*** Opening Source data ***

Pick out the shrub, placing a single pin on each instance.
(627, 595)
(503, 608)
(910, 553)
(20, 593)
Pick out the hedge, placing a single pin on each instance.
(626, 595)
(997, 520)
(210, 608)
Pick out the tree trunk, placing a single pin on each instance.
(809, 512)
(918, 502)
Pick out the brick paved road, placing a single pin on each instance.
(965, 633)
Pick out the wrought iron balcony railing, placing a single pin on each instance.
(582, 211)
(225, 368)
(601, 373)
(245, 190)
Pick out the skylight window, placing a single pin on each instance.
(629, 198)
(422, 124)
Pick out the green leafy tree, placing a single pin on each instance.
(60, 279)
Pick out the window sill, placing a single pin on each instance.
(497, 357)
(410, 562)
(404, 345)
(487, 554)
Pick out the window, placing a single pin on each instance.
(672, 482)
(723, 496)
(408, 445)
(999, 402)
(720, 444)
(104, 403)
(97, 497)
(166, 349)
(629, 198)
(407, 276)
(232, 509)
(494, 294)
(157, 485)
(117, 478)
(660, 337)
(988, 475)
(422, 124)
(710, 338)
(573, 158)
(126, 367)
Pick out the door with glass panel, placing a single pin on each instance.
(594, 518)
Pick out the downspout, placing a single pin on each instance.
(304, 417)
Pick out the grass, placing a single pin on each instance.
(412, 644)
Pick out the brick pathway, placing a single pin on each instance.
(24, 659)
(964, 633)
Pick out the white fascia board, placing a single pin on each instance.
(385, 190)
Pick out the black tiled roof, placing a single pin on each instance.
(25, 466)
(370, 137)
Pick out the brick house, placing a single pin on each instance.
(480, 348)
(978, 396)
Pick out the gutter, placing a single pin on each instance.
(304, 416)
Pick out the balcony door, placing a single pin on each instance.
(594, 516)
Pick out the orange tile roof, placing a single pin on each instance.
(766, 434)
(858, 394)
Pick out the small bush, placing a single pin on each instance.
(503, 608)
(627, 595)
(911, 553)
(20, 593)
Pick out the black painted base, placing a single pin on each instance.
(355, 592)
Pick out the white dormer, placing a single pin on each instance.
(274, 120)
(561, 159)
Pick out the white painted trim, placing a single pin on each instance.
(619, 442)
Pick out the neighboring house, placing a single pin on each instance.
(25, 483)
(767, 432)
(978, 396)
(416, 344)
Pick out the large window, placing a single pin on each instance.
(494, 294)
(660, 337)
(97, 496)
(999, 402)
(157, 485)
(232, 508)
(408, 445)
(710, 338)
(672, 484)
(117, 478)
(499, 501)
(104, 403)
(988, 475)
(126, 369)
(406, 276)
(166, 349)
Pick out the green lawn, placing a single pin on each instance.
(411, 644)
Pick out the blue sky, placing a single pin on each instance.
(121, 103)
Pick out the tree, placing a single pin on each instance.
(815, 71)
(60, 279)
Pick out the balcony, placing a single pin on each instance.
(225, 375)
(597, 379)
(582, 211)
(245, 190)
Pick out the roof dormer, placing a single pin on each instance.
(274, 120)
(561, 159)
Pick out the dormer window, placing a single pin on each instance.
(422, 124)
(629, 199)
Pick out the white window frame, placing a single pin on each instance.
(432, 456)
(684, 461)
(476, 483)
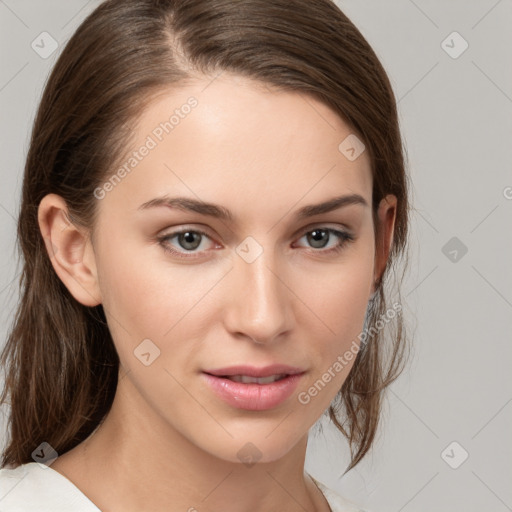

*** Closing Source data ***

Could you give the listing again exactly as it stands, minus any pictures?

• Your solution
Pick out the shrub, placing a single pin on each instance.
(627, 595)
(503, 608)
(910, 553)
(20, 593)
Pick out the hedge, placing a single pin on each instance.
(626, 595)
(997, 520)
(210, 608)
Pick out the tree trunk, placing a single pin on each instance.
(809, 512)
(918, 502)
Pick out the brick paved road, placing a single pin on each instance.
(965, 633)
Pick out the wrought iron balcony railing, placing a single pin on each instance.
(582, 211)
(225, 368)
(601, 373)
(245, 190)
Pick out the skylight window, placing a single pin on each instance.
(629, 198)
(422, 124)
Pick out the green leafy tree, placing a single pin on each instance.
(60, 279)
Pick out the window sill, placing a single pin on each instance.
(497, 357)
(410, 562)
(404, 345)
(487, 554)
Pick out the window, placing a single pin on each instance.
(672, 482)
(723, 496)
(408, 445)
(999, 402)
(720, 444)
(104, 403)
(97, 497)
(166, 349)
(629, 198)
(407, 276)
(232, 509)
(494, 294)
(157, 485)
(117, 478)
(660, 337)
(988, 475)
(422, 124)
(710, 338)
(573, 158)
(126, 367)
Pick out the door with glass panel, placing a single pin on each instance.
(594, 518)
Pick out the downspout, placing a single pin on each instance.
(304, 417)
Pick out the grass, placing a single pin on each instance.
(412, 644)
Pick out the brick pathway, placing a single pin on each instance.
(24, 659)
(964, 633)
Pick out the white fascia board, placing a single pin on each instance.
(385, 190)
Pick out the black tiled roof, placing a single pin on each instance.
(25, 466)
(370, 137)
Pick out the brick house, placing a single pin on each instance.
(480, 348)
(978, 396)
Pick out the gutter, placing a single pin on each instance.
(304, 416)
Pick out the balcony door, placing a single pin on each instance.
(594, 516)
Pick out the orange tile roof, placing a single pin on each instance.
(766, 434)
(858, 394)
Pick out the small bush, placing a single pin on each instance.
(503, 608)
(627, 595)
(911, 553)
(20, 593)
Pick out the black painted base, placing a single pin on each instance.
(355, 592)
Pick out the white dormer, placing a single pin on each instance.
(274, 120)
(561, 159)
Pick out the white painted trim, placing a single pin on each instance.
(619, 442)
Pick out the neighboring house, placing a single pin on each instance.
(25, 483)
(767, 432)
(978, 396)
(416, 344)
Pick out the large window, placing a single pin on each instance.
(494, 294)
(660, 337)
(97, 496)
(999, 402)
(157, 485)
(232, 508)
(408, 445)
(710, 338)
(672, 484)
(117, 478)
(499, 501)
(104, 403)
(988, 475)
(126, 369)
(406, 276)
(166, 349)
Pick out the green lawn, placing a single pin on each instance.
(411, 644)
Pick out the blue sky, placing a single pin on each instance.
(121, 103)
Pick out the tree, placing a single pin on each instance.
(815, 71)
(60, 279)
Pick out the balcony, placing a single pin on each instance.
(225, 375)
(597, 379)
(582, 211)
(245, 190)
Pick out the roof dormer, placing a single pin on each instance.
(274, 120)
(561, 159)
Pick out the dormer window, placing a single pin on each instance.
(422, 124)
(629, 199)
Pick out the white window frame, placing a single pin on each instance.
(432, 456)
(684, 461)
(476, 483)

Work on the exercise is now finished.